# Task statement:
In the listing below, locate the line with "Please identify the rolling" and the line with "Please identify the spruce", then output both and everything between them exactly, minus any pictures.

# Dataset records:

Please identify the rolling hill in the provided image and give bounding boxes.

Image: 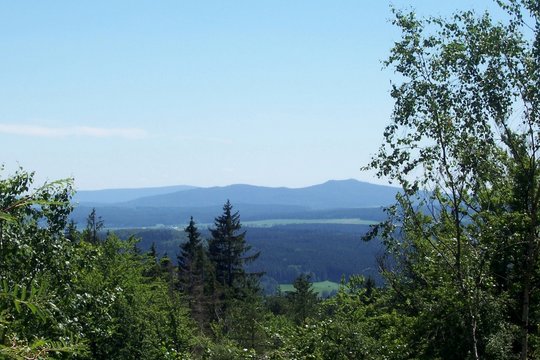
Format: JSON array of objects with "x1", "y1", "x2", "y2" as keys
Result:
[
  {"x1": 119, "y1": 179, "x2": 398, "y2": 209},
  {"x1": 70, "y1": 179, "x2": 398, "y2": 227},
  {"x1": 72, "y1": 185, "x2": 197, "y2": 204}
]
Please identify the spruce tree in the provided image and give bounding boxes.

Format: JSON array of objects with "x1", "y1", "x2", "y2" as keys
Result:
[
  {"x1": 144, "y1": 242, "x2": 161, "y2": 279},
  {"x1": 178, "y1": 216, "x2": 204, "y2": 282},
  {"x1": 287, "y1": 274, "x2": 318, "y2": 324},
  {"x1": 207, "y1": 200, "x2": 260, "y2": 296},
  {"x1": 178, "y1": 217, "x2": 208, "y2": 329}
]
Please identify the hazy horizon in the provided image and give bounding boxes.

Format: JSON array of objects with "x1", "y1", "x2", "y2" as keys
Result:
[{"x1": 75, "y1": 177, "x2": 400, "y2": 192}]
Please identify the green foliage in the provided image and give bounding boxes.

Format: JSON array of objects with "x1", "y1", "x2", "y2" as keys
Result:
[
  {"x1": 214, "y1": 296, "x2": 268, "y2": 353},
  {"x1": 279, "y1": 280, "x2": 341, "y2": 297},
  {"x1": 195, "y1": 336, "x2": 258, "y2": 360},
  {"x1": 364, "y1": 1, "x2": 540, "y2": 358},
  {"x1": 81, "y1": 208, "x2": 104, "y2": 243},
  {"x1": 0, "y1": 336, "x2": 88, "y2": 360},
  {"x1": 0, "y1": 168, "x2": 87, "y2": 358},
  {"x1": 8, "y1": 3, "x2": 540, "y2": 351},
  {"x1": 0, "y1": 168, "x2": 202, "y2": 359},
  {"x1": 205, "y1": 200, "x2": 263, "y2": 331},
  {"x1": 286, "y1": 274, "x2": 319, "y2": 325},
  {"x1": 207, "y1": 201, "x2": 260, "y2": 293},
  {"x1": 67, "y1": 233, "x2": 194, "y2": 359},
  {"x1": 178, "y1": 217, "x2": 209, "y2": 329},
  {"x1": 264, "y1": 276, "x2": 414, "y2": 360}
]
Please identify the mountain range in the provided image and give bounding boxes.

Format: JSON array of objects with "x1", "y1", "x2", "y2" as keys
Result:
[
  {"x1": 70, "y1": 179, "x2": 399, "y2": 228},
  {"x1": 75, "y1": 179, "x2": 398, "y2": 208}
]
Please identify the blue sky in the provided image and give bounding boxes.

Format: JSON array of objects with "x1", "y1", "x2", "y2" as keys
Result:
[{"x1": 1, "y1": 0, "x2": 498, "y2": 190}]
---
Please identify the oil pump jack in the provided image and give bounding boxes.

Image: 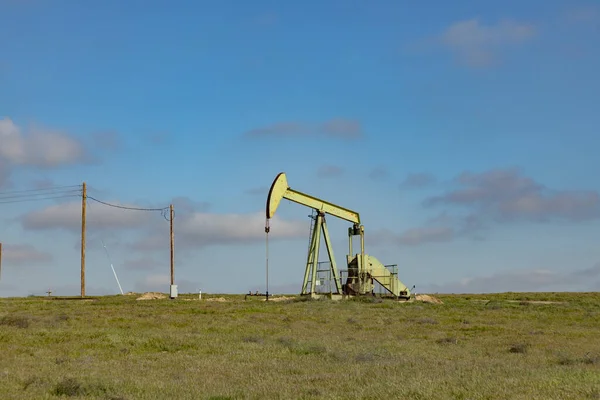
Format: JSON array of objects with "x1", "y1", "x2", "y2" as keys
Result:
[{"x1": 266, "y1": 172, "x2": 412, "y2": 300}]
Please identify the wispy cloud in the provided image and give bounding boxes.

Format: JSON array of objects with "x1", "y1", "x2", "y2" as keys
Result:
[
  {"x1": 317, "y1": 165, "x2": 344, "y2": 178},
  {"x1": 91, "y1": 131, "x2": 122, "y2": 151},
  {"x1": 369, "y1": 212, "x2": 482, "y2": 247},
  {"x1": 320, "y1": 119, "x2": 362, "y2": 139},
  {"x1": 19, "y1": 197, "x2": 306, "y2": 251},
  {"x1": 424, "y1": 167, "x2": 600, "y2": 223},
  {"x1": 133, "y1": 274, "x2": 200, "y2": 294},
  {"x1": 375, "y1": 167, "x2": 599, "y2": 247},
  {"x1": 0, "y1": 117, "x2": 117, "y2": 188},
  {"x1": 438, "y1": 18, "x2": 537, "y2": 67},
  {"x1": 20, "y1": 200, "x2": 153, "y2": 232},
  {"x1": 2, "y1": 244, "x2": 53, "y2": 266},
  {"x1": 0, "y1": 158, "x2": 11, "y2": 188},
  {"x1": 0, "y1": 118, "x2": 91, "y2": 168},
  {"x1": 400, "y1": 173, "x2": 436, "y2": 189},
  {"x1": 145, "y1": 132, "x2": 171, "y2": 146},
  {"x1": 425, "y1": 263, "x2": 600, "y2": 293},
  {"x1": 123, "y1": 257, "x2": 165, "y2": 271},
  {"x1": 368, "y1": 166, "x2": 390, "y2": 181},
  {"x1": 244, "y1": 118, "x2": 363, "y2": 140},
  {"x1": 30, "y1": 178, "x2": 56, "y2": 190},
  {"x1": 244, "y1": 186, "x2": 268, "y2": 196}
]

# Expected answer:
Please identify the rolling hill in the provided image and give bounding boxes.

Image: 
Format: JSON array of objects with "x1", "y1", "x2", "y2" as keys
Result:
[
  {"x1": 119, "y1": 179, "x2": 398, "y2": 209},
  {"x1": 70, "y1": 179, "x2": 398, "y2": 227},
  {"x1": 72, "y1": 185, "x2": 197, "y2": 204}
]
Please identify the spruce tree in the provided image and give bounding boxes.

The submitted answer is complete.